■ **What to produce**:
The records below must be retyped exactly.

┌────────

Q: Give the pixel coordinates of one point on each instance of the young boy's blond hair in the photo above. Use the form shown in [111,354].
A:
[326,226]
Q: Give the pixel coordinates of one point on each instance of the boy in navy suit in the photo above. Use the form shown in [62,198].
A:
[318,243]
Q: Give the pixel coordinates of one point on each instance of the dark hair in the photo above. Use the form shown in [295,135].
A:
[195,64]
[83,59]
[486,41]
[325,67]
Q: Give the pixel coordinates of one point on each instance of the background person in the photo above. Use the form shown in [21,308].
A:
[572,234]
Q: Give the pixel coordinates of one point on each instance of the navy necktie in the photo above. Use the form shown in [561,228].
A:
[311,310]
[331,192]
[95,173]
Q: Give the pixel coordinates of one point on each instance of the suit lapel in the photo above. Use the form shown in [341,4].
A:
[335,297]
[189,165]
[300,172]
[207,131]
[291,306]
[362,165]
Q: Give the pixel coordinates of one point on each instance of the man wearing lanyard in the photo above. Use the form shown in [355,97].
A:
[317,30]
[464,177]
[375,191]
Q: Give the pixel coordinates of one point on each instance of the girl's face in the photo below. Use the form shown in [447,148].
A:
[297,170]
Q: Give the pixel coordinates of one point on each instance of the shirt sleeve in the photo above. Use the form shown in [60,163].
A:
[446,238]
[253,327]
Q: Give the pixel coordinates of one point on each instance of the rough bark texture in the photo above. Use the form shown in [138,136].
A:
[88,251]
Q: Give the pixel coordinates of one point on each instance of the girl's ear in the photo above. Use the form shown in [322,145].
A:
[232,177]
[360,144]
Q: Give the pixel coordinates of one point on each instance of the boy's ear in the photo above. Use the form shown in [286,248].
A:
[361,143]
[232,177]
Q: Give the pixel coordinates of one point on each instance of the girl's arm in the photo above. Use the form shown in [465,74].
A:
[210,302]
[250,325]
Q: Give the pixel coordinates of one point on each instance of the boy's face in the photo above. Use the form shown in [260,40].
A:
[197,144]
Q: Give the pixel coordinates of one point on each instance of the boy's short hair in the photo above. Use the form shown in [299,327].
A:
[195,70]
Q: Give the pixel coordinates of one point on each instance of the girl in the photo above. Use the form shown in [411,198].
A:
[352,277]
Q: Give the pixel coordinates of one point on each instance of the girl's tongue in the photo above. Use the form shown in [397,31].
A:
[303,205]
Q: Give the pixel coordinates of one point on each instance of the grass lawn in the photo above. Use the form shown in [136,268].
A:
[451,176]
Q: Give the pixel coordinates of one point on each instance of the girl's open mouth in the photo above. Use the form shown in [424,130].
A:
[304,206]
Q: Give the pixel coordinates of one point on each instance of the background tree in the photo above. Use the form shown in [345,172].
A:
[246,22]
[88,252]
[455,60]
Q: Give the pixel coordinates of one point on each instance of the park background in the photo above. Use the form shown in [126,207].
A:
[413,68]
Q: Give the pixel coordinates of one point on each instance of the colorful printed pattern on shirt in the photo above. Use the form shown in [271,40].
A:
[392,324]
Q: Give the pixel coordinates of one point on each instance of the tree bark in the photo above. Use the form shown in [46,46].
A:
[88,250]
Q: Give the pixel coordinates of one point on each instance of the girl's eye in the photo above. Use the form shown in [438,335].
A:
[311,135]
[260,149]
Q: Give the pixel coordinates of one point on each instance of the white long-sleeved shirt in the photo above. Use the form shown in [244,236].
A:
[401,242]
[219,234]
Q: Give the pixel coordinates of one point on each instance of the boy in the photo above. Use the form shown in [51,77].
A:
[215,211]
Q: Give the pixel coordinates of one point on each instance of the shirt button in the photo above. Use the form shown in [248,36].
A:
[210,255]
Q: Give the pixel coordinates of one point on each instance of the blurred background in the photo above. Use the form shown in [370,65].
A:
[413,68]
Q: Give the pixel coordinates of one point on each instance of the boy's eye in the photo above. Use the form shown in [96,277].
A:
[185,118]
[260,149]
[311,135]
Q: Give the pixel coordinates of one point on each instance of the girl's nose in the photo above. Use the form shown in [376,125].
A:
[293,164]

└────────

■ **Result of this task**:
Q: Give the pixel coordinates of one point on each instance of the young boy's blond hair in the photo above. Use the form shown in [111,354].
A:
[326,226]
Q: Give the pixel coordinates of one point on each instance of the boy in navy suit in the photo above. Use the form shown in [62,198].
A:
[318,243]
Q: Give the pixel coordinates of one point on each instance of the dark hair in the photo above. Use the form shown in [295,135].
A:
[195,64]
[83,59]
[486,41]
[325,67]
Q: Give the pixel coordinates of one point on each instance of the background person in the photo above. Use the form shown in [21,308].
A:
[572,234]
Q: Give the pixel coordinates of one point on each instance of the navy necktie in the photo above. Use the form shown in [561,228].
A:
[311,310]
[331,192]
[95,173]
Q: Give the pixel coordinates of one point on each instance of the suit lapel in the photo above. Use the form shown in [341,4].
A:
[335,297]
[189,165]
[300,172]
[207,131]
[291,306]
[362,165]
Q: Give the pixel coordinates of one point on each instance of the man wearing lanyard in the photo above. Use the form shown in [355,97].
A:
[317,30]
[464,177]
[375,191]
Q: Give the pixel coordinates of one point on each instance of the girl's face in the photo below. Use the form shown in [447,148].
A:
[297,170]
Q: Give the pixel coordinates of one point on each instance of the shirt sleeve in the photo above. Use the form shown in [60,163].
A:
[446,238]
[253,327]
Q: Give the pixel coordinates of one point on each instance of the rough bark texture in the photo above. Use the form shown in [138,136].
A:
[88,251]
Q: Give the pixel coordinates of one point on each instance of the girl's ear in the photo above. Use the form shown in [322,145].
A:
[232,177]
[360,144]
Q: Give the pixel coordinates of one point on each instance of the boy's ear in the photo above. Use the form shown in [286,248].
A:
[361,143]
[232,177]
Q: Give the pixel coordinates of one point on each instance of the girl's arm in the photo above. Use the form shown in [465,74].
A:
[210,302]
[250,325]
Q: Give the pixel coordinates of one point on each instance of the boy's face in the photo above. Use the form shown in [260,40].
A:
[197,144]
Q: Give the pixel coordinates of one point on each instance of the boy's short hair in the photo above. Use the form shown in [299,327].
A:
[195,70]
Q: Give the pixel coordinates of one point on each instance of the girl in the photo above. Use the form shown in [411,198].
A:
[352,277]
Q: Give the pixel coordinates of one point on each instance of the girl's tongue in the photo above. Use the form shown in [397,31].
A:
[303,205]
Q: Give the pixel coordinates of one point on each instance of the grass lawn in the photo above. Use the form shown in [136,268].
A:
[451,176]
Q: Give the pixel coordinates of one point on each instance of the girl's open mouth in the photo above. Use the form shown in [424,130].
A:
[304,206]
Q: Give the pixel coordinates of one point on each instance of the background tree in the photo above. Use the form shown in [345,172].
A:
[246,22]
[88,252]
[455,60]
Q: Give the pixel coordinates of one point on each instance of the park background in the photo above. Use the form shown in [126,207].
A:
[413,68]
Q: Give the pixel coordinates of one point on each instance of the colorful printed pattern on shirt in the photo above. Use the form shown in [271,40].
A:
[392,324]
Q: Give the pixel coordinates of one point on each instance of the tree bark in the photo above. Use the form shown in [46,46].
A:
[88,250]
Q: Give the pixel coordinates of one point on each instance of the girl's eye in the photo above. Use the form shown in [438,335].
A:
[311,135]
[260,149]
Q: Give the pixel coordinates of one point on each instance of the white long-sleeved shirt in the photo above. Use the form shown in [244,236].
A:
[401,242]
[219,234]
Q: Give the pixel coordinates of one point on each instance of the boy in the photo above. Use the form shown in [51,77].
A:
[215,211]
Q: Give the pixel coordinates of one point on each instance of the shirt button in the photo above. Use the form shown in [248,36].
A:
[210,255]
Q: Give the pixel coordinates of one point on each instance of the blurred background in the photo above. Use the form shown in [370,65].
A:
[413,68]
Q: Give the pixel coordinates of one point on each instance of the boy's eye in the photo above. Use the form shown in [96,277].
A:
[185,118]
[260,149]
[311,135]
Q: Give the pixel coordinates of one point on each instance of the girl's nose in the photo above. Use the form shown in [376,125].
A:
[293,164]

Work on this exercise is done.